**ACTIVITY A:**
From the KERAG passage, return the part starting with "4. Chain-of-Thought Reasoning: Data" and going on through "and aggregation/comparison operations.", copied exactly.
**ACTIVITY B:**
Summarize the KERAG passage in two sentences.

**TEXT PROVIDED:**
-=-=-=-=-
An example output for aggregation tasks: "(1) sum points for each game… (2) answer = 1952."

4. Chain-of-Thought Reasoning: Data Generation and Fine-Tuning

KERAG employs automatic data generation for supervised CoT fine-tuning:

Generate a CoT trace and answer $\hat A$ with a vanilla LLM.
Compare $\hat A$ to gold answer $A$ using an LLM critic.
Retain only examples where $\hat A = A$ ; discard incorrect traces.

The supervised fine-tuning (SFT) loss function is:

$L_{\text{SFT}} = \sum_{(Q,S,A)} [ -\log P_\theta(A|Q,S) ] + \lambda \|\theta - \theta_0\|^2_2, \quad \lambda=10^{-4}$

This process yields a CoT-robust LLM capable of stepwise subgraph reasoning, factoring in multiple supporting facts and aggregation/comparison operations.

5. Experimental Evaluation Across QA Benchmarks

KERAG has been empirically validated on diverse QA datasets and compared to both standard LLMs and recent KGQA systems.

Key datasets:

CRAG (578 test Qs, API-based QA)
Head2Tail (1,125 Qs, SPARQL on DBpedia)
QALD-10, WebQSP, AdvHotpotQA, CWQ

Metrics include:

Accuracy (A): correct answer rate
Hallucination rate (H): fraction of non-empty, incorrect answers
Miss rate (M): fraction of “I don’t know” outputs
Truthfulness (T = A − H)
-=-=-=-=-
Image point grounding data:
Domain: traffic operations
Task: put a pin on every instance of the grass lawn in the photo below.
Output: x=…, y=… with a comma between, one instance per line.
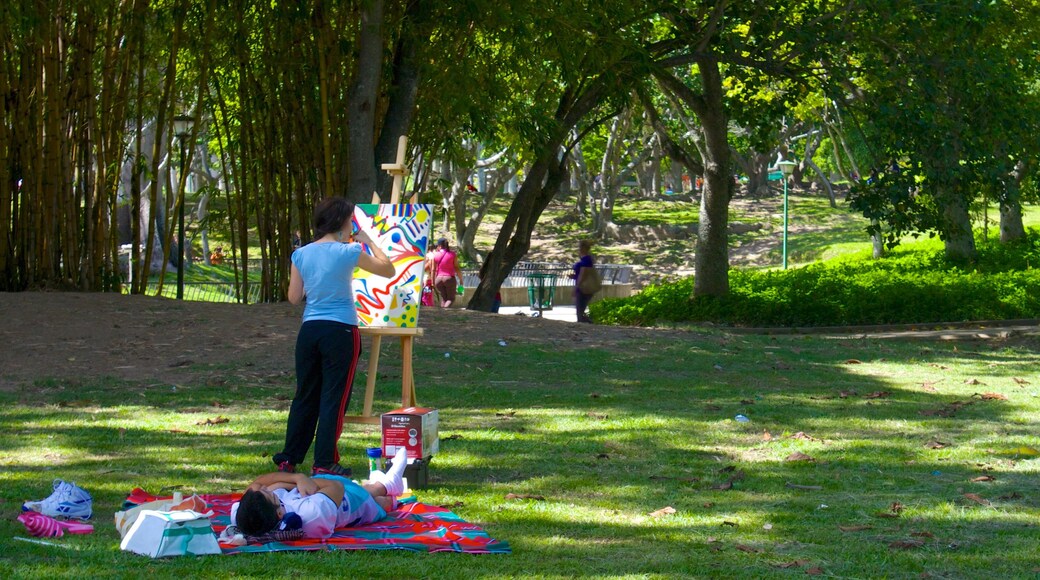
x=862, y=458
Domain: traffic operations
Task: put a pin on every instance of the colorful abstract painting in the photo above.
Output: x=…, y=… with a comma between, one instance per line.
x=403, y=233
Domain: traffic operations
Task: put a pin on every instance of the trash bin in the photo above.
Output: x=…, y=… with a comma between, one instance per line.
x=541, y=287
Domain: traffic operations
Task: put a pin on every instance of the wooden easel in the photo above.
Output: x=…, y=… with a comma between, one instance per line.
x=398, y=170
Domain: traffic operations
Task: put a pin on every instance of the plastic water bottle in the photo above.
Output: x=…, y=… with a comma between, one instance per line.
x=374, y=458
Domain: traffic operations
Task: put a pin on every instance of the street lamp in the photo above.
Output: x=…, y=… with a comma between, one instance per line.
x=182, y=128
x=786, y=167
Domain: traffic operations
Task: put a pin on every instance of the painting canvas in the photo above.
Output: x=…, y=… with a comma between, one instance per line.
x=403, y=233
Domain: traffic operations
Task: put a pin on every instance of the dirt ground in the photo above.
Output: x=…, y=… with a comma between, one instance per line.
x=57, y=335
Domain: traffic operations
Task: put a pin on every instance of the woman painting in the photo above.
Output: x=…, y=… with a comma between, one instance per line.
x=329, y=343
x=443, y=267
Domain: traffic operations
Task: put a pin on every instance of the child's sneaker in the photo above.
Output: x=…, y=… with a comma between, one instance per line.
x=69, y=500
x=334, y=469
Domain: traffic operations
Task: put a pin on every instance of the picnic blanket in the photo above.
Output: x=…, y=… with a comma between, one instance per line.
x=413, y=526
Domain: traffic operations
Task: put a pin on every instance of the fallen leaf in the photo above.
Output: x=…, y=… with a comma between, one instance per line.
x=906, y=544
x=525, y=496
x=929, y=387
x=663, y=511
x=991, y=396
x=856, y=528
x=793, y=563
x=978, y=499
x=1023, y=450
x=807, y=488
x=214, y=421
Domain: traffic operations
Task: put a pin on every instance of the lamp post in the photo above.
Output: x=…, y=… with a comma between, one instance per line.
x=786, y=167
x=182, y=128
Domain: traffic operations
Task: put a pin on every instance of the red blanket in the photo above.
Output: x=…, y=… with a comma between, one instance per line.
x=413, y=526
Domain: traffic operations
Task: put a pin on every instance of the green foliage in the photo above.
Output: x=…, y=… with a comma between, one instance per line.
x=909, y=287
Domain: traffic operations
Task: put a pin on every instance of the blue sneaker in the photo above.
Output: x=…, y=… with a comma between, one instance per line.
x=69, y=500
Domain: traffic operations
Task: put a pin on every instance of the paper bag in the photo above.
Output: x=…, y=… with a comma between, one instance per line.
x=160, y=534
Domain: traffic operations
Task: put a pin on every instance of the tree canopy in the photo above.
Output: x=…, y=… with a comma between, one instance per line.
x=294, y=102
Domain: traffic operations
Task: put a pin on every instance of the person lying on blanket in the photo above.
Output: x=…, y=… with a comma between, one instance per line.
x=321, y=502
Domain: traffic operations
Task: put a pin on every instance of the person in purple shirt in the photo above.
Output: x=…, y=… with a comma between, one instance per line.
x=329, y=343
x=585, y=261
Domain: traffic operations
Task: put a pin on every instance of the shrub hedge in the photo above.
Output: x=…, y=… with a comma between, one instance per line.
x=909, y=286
-=-=-=-=-
**ANSWER A:**
4. Chain-of-Thought Reasoning: Data Generation and Fine-Tuning

KERAG employs automatic data generation for supervised CoT fine-tuning:

Generate a CoT trace and answer $\hat A$ with a vanilla LLM.
Compare $\hat A$ to gold answer $A$ using an LLM critic.
Retain only examples where $\hat A = A$ ; discard incorrect traces.

The supervised fine-tuning (SFT) loss function is:

$L_{\text{SFT}} = \sum_{(Q,S,A)} [ -\log P_\theta(A|Q,S) ] + \lambda \|\theta - \theta_0\|^2_2, \quad \lambda=10^{-4}$

This process yields a CoT-robust LLM capable of stepwise subgraph reasoning, factoring in multiple supporting facts and aggregation/comparison operations.

**ANSWER B:**
KERAG creates supervised chain-of-thought fine-tuning data by generating reasoning traces and answers with a vanilla LLM, having an LLM critic compare each answer to the gold answer, and keeping only the correct examples, which yields an LLM capable of stepwise subgraph reasoning. It has been tested on QA datasets such as CRAG and Head2Tail, compared with standard LLMs and recent KGQA systems, and measured by accuracy, hallucination rate, miss rate, and truthfulness.